◆ CHALLENGE
Repeat precisely, and only, the lines between the line containing "Find road lane" and the end of the listing below, both ends included.

------

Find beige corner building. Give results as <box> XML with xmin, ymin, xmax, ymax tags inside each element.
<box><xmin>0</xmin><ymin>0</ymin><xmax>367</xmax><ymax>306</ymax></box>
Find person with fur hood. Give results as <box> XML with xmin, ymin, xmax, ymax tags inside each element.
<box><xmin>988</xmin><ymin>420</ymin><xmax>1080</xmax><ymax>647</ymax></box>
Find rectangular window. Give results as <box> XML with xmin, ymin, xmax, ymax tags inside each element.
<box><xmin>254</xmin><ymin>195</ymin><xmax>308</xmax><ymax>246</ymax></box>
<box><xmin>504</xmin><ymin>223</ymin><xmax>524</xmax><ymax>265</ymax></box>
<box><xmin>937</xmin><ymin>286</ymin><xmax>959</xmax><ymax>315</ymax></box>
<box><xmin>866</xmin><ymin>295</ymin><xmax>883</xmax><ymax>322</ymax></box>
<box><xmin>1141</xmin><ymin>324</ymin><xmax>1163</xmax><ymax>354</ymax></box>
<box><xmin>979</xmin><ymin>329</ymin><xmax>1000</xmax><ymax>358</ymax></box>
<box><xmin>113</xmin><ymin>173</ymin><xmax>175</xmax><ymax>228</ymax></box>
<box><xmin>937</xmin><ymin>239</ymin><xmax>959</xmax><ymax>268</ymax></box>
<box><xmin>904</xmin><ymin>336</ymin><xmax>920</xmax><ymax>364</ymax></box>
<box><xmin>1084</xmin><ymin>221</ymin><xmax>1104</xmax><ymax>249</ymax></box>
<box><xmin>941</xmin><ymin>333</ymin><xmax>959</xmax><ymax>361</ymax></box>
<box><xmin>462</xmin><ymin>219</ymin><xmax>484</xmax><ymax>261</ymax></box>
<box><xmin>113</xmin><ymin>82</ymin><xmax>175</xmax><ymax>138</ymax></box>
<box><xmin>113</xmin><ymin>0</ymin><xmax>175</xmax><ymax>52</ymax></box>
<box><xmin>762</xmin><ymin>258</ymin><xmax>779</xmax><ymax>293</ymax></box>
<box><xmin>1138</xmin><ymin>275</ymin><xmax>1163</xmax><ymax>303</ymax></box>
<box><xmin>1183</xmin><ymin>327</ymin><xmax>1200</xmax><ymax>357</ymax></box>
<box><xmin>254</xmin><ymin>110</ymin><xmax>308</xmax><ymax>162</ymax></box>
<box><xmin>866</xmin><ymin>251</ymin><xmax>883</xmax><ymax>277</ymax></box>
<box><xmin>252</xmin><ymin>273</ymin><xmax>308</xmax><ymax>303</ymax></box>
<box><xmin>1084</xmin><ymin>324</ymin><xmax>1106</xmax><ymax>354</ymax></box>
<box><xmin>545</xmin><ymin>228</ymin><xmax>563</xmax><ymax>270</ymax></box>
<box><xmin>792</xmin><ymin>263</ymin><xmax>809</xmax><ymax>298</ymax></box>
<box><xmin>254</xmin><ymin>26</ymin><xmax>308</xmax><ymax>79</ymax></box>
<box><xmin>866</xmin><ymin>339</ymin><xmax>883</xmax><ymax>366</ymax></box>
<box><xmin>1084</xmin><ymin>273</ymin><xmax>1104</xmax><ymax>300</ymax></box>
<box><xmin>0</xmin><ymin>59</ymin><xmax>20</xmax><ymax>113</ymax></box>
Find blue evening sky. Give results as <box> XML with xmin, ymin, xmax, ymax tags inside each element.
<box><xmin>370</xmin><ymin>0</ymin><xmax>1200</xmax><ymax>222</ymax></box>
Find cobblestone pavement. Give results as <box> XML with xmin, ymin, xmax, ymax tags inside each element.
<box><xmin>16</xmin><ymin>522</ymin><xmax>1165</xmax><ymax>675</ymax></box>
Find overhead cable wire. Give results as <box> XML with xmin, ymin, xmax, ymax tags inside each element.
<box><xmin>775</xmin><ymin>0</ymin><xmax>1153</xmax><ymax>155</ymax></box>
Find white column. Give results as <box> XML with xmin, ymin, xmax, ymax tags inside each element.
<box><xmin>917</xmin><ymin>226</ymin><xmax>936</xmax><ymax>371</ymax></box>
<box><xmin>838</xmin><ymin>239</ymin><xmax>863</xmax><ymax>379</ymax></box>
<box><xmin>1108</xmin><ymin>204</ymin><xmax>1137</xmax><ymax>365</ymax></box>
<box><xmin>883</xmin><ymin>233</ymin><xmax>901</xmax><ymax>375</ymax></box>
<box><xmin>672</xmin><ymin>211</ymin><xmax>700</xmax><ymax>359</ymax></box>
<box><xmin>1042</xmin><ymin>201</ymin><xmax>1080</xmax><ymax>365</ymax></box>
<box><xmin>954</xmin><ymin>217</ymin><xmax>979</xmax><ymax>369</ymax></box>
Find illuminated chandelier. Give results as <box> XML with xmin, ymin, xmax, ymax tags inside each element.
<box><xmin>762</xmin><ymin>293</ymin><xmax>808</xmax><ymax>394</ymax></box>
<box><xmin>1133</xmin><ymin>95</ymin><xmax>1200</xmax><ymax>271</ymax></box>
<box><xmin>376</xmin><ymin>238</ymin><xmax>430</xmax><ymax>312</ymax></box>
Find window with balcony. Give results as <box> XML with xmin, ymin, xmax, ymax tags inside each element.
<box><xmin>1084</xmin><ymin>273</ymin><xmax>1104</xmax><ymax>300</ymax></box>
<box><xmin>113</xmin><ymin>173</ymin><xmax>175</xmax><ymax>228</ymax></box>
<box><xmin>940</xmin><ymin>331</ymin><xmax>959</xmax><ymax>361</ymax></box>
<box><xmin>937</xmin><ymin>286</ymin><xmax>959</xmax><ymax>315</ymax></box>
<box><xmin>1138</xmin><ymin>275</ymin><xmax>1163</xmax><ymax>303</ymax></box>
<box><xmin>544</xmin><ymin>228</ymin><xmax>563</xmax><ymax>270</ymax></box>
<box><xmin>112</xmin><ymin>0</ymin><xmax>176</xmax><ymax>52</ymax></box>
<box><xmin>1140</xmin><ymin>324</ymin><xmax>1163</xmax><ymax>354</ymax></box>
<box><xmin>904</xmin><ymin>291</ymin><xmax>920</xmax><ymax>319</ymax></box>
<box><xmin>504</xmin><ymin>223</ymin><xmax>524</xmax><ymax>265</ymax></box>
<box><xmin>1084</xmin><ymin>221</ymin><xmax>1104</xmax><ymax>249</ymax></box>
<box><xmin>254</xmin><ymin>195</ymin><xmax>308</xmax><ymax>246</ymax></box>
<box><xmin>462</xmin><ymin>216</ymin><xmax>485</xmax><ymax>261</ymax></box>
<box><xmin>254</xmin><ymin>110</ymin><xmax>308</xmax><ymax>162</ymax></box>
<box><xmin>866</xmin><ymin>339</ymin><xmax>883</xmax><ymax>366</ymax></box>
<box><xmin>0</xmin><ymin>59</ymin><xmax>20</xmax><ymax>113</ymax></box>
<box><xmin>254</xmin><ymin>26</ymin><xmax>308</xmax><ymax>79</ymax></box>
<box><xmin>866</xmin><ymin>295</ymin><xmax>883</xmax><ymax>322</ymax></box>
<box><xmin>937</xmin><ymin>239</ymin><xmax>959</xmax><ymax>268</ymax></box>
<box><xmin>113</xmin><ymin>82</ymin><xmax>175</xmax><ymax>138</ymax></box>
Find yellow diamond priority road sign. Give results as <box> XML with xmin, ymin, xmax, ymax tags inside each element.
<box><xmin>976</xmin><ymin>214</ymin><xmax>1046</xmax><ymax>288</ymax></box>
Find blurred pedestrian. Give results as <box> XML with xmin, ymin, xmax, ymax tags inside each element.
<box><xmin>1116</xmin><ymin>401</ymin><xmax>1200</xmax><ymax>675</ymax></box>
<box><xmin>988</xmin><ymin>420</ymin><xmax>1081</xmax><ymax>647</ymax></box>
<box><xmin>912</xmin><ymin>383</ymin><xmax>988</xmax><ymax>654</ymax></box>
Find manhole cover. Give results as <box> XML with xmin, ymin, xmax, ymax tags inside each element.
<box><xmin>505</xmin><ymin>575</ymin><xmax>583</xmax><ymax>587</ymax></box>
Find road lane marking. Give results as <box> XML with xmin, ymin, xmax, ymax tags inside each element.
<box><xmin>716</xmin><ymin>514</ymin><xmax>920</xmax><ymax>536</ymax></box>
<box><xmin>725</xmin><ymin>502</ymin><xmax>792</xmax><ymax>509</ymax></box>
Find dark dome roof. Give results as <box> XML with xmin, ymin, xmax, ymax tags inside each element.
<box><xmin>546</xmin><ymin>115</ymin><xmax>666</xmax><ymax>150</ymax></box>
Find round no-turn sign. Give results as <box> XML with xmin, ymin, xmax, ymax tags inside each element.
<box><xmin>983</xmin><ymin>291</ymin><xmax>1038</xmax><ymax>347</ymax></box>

------

◆ SOLUTION TO THIS EXERCISE
Find road lane marking. Give results as <box> XML with xmin, ymin, xmax, ymax tags inside each element.
<box><xmin>716</xmin><ymin>514</ymin><xmax>920</xmax><ymax>536</ymax></box>
<box><xmin>725</xmin><ymin>502</ymin><xmax>792</xmax><ymax>509</ymax></box>
Find dark dome roof. Give results as <box> XML with xmin, ymin, xmax, ymax tags inside each element.
<box><xmin>546</xmin><ymin>115</ymin><xmax>666</xmax><ymax>150</ymax></box>
Find round no-turn sign. Give results as <box> XML with xmin, ymin, xmax, ymax tags inside each element.
<box><xmin>983</xmin><ymin>291</ymin><xmax>1038</xmax><ymax>347</ymax></box>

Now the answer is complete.